**PROBLEM**
Rewrite every line of the items, requests included, beginning at the line that has "row: chimney" and stopping after the line that has "232 214 L 235". Shift each answer outline by adding 132 to all of its coordinates, and leave the numbers in the requests and their format samples unchanged.

+---+

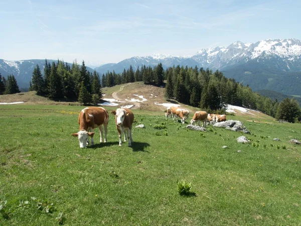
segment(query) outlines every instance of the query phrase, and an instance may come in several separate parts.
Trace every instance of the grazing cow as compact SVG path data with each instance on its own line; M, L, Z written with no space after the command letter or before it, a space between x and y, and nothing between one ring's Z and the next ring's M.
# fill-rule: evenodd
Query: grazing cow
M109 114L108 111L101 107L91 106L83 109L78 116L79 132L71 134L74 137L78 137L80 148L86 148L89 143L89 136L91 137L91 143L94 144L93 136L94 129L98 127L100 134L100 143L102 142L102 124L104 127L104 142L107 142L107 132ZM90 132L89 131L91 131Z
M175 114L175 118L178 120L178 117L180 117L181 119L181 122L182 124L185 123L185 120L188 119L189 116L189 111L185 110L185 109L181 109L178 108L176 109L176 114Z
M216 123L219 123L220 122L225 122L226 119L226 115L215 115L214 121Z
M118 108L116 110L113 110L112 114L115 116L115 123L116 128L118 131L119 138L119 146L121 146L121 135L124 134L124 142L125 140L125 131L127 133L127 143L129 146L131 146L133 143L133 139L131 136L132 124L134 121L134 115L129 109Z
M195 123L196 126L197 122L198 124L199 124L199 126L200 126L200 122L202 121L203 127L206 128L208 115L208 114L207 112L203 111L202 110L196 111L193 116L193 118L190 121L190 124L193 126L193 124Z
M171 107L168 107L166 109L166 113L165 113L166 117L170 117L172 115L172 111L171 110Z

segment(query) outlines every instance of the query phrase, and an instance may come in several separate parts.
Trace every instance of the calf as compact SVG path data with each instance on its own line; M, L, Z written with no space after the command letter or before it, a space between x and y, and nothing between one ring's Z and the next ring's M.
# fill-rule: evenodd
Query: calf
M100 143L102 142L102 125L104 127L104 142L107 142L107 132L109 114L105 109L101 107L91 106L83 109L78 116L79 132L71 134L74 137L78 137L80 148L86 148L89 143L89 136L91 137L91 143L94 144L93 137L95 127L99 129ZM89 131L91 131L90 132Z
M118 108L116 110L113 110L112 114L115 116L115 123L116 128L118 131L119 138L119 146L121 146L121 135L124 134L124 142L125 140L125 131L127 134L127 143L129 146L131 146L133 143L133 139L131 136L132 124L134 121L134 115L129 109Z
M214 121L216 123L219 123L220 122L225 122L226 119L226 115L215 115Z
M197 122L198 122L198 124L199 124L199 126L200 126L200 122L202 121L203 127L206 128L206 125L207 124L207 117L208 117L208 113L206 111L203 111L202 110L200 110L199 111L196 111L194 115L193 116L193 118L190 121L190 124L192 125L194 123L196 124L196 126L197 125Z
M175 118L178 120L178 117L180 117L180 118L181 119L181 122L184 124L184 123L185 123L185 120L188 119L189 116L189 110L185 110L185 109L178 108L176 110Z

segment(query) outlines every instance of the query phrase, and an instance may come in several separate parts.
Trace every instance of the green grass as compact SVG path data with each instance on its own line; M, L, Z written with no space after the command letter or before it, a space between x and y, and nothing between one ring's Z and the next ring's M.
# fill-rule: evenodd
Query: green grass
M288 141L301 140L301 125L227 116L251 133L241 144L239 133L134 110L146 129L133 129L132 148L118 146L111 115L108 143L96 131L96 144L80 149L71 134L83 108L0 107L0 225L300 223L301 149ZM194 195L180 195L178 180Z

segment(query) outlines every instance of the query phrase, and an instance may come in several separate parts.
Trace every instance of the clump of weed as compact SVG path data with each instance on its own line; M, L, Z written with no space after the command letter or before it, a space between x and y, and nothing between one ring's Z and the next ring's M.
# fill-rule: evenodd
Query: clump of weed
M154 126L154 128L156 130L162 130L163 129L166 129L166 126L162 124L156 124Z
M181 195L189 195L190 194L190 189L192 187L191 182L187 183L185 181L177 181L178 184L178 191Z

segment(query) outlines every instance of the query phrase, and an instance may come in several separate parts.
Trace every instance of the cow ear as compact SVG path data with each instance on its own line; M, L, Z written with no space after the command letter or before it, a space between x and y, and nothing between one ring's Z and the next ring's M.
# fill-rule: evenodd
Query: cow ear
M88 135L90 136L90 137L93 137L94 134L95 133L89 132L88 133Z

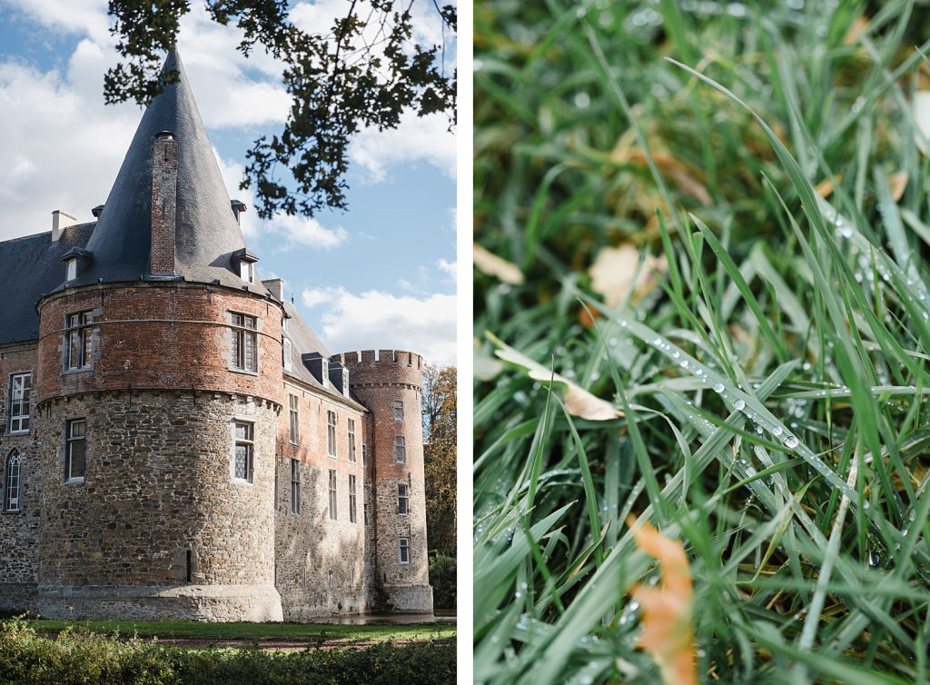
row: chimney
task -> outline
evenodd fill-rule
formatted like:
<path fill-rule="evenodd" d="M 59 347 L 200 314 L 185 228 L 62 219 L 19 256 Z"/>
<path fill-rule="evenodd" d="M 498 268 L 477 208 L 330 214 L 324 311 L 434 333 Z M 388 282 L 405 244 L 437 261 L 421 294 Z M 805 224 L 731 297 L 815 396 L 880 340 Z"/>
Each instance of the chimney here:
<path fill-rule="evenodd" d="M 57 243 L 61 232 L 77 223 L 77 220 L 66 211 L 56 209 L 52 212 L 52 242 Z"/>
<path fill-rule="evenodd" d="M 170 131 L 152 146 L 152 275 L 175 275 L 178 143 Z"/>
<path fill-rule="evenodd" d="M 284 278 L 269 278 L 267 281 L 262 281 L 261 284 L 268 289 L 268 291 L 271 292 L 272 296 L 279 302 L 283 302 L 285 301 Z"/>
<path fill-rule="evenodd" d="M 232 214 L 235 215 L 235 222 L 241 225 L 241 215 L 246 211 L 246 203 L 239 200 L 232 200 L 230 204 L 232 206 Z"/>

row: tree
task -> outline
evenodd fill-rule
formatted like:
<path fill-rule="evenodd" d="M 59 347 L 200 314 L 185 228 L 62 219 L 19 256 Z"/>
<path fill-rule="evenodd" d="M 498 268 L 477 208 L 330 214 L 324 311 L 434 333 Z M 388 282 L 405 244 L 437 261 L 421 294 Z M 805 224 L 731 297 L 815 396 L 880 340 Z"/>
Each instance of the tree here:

+---+

**WORKED ANSWER**
row: chimney
task -> outline
evenodd fill-rule
formatted like:
<path fill-rule="evenodd" d="M 59 347 L 200 314 L 185 228 L 62 219 L 19 256 Z"/>
<path fill-rule="evenodd" d="M 498 268 L 477 208 L 330 214 L 324 311 L 434 333 Z M 388 282 L 405 244 L 437 261 L 421 294 Z M 805 224 L 731 297 L 815 396 L 880 340 Z"/>
Each instance of the chimney here:
<path fill-rule="evenodd" d="M 189 375 L 193 364 L 209 355 L 209 352 L 198 343 L 188 341 L 184 344 L 184 374 Z"/>
<path fill-rule="evenodd" d="M 302 263 L 284 278 L 284 407 L 307 407 L 310 275 Z"/>
<path fill-rule="evenodd" d="M 416 410 L 401 410 L 399 413 L 394 413 L 393 416 L 400 421 L 400 423 L 403 424 L 404 428 L 411 434 L 415 434 L 417 433 Z"/>
<path fill-rule="evenodd" d="M 364 346 L 367 347 L 367 354 L 373 357 L 373 347 L 378 343 L 378 335 L 371 332 L 364 332 L 362 336 L 364 338 Z"/>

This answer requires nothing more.